* Directions for this task *
Go through the entries below and count the lines holding the word "domed". Reply with only the number, please.

^^^^^^^^^^^^^^^^

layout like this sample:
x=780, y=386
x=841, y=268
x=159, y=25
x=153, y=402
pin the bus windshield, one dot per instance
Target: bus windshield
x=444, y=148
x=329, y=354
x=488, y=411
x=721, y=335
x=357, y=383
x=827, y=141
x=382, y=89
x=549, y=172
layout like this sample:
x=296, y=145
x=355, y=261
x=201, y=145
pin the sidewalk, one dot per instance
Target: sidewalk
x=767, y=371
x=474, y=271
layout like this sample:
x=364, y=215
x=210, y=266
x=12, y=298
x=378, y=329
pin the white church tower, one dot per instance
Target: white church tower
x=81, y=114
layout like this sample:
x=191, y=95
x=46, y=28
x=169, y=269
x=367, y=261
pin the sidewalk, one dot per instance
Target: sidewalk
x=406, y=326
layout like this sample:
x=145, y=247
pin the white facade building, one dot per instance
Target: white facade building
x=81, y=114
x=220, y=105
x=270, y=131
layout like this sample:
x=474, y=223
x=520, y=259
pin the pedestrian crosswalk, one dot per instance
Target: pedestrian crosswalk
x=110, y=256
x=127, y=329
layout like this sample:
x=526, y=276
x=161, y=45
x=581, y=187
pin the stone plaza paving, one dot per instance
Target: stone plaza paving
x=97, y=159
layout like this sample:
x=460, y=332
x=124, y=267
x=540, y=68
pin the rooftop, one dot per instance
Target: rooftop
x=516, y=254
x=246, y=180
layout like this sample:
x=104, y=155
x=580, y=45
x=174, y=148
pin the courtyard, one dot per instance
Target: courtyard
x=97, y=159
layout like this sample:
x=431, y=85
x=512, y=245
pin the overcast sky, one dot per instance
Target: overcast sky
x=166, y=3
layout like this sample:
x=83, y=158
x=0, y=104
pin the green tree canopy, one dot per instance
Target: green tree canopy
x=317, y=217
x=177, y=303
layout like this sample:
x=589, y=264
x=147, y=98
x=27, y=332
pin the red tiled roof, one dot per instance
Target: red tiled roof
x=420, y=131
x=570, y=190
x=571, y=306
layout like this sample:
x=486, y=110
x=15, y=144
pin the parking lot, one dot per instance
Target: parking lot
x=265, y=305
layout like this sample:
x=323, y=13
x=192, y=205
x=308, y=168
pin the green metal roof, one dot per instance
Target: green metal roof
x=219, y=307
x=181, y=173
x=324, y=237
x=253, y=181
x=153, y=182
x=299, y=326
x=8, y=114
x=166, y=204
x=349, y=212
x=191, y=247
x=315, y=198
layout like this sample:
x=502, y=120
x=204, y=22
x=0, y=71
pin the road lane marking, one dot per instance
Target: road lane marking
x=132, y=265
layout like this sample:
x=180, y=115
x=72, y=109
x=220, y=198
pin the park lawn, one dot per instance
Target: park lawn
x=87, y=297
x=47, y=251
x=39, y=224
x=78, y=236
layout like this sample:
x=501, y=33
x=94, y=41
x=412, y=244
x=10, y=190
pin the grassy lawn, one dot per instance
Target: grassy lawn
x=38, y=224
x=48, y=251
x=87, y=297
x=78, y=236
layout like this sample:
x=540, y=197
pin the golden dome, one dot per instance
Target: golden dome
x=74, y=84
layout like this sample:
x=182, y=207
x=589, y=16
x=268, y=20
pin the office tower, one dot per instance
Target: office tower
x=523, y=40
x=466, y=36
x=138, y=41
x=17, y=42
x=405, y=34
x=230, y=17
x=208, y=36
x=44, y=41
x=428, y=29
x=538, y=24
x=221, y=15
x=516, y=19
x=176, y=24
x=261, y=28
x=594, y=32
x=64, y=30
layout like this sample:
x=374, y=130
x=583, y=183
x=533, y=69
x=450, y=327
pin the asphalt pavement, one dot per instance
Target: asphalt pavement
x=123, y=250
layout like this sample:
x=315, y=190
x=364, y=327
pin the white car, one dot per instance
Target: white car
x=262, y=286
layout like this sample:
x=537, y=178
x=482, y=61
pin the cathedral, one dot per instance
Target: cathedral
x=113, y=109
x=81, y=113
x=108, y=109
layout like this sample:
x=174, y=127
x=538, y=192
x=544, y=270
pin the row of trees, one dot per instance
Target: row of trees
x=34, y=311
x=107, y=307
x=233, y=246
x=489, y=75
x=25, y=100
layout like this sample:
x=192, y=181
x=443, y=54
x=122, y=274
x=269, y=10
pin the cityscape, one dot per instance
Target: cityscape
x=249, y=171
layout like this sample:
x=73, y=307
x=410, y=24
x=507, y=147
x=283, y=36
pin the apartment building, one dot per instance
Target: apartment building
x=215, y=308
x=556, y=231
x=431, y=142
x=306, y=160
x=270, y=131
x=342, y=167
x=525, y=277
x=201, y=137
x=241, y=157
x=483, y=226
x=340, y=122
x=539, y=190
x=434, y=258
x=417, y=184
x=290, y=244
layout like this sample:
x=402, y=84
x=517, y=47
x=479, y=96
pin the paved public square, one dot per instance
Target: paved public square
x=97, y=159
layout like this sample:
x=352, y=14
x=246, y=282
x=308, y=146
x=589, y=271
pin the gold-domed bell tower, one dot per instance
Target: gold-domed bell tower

^^^^^^^^^^^^^^^^

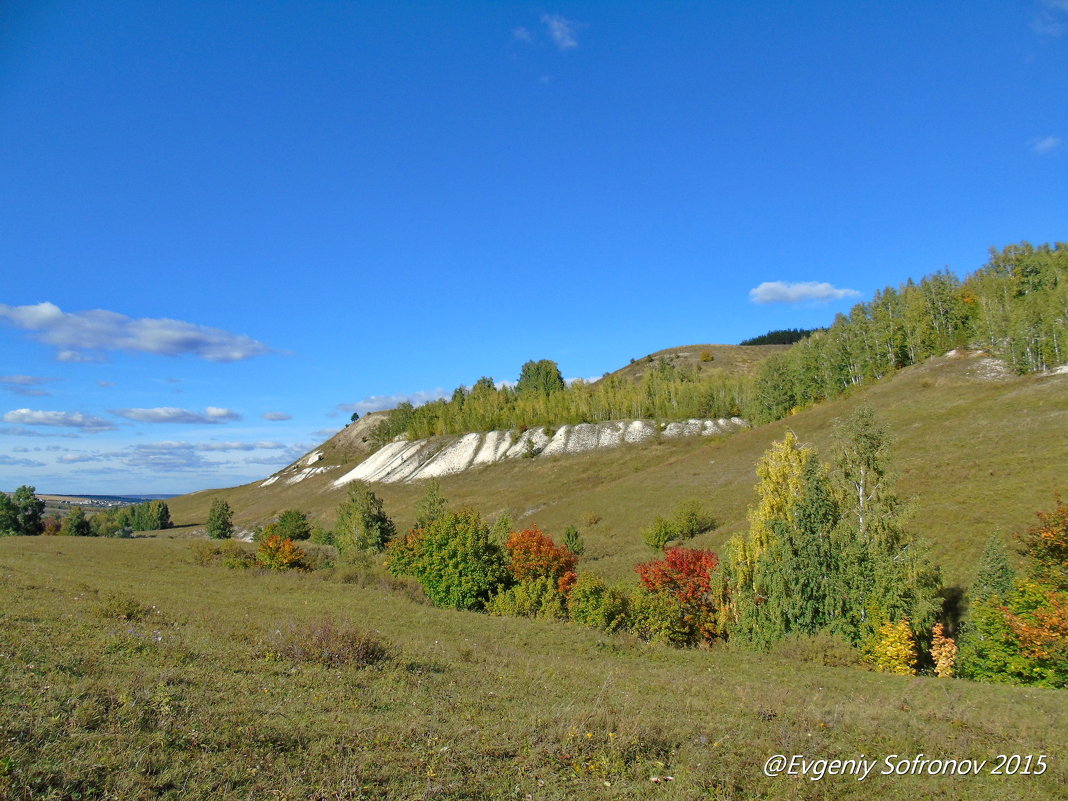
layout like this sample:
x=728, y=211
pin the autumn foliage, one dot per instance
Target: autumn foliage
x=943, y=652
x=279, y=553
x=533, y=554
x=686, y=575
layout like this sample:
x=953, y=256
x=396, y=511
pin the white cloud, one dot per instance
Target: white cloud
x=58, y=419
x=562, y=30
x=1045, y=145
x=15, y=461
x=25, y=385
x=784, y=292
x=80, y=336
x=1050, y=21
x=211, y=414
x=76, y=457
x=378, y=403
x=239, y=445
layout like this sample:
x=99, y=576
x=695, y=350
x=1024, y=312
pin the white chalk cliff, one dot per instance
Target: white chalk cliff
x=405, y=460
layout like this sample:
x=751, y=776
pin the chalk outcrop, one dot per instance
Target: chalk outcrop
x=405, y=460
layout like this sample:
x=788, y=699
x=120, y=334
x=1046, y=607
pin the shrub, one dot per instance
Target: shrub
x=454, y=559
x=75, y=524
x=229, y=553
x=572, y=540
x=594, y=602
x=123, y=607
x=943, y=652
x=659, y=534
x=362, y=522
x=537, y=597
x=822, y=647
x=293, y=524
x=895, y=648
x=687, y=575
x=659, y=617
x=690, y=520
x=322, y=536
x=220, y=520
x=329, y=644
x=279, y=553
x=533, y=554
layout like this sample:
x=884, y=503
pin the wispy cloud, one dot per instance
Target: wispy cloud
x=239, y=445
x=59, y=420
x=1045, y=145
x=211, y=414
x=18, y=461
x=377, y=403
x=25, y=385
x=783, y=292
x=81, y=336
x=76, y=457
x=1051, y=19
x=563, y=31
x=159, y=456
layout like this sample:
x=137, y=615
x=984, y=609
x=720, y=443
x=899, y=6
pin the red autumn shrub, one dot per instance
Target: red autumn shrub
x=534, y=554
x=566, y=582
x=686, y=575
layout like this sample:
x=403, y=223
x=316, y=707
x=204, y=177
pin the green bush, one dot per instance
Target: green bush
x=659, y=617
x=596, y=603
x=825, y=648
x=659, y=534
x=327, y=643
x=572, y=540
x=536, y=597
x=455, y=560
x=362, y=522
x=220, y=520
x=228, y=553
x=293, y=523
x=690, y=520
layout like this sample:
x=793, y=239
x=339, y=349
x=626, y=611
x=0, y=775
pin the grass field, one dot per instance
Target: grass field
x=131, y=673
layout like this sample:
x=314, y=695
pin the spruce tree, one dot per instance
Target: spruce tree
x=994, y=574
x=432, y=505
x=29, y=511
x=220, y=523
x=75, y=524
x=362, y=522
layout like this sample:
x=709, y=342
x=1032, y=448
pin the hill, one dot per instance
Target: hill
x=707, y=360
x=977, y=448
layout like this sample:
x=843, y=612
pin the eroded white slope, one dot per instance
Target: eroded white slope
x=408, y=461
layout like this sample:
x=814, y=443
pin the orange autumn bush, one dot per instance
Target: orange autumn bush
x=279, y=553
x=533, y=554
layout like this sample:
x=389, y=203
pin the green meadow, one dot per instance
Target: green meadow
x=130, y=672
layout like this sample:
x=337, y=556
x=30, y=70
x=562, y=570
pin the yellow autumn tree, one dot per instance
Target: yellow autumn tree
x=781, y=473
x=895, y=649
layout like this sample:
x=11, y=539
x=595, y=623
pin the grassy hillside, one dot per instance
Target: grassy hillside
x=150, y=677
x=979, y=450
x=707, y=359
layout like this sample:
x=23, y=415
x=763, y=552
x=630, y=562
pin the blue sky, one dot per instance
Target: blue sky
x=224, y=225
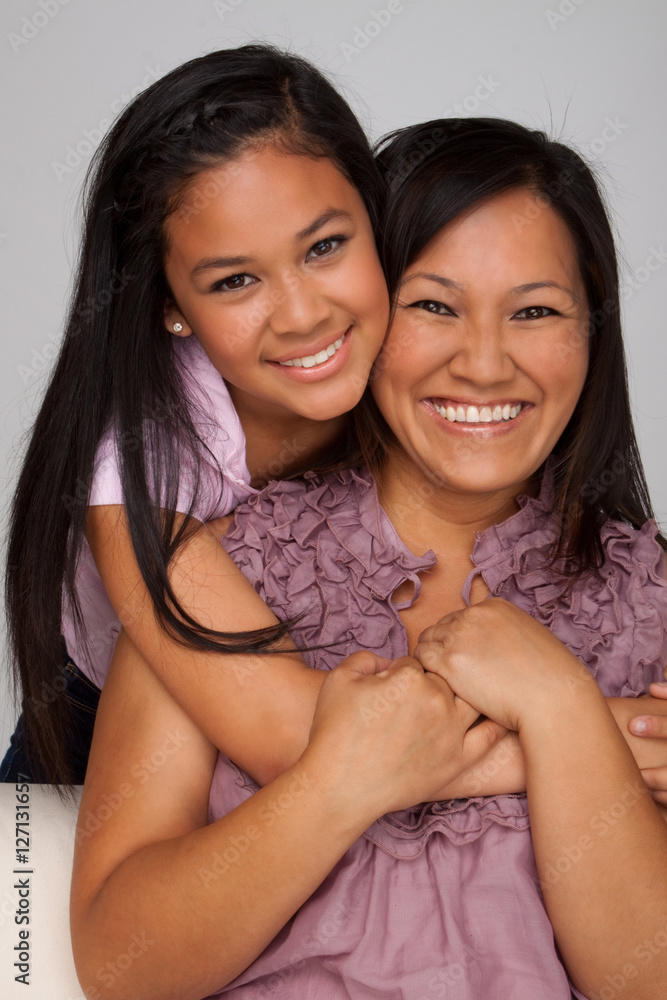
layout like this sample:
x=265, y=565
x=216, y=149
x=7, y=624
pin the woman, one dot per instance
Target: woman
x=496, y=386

^^^^^^^^^^^^^^^^

* Written answer *
2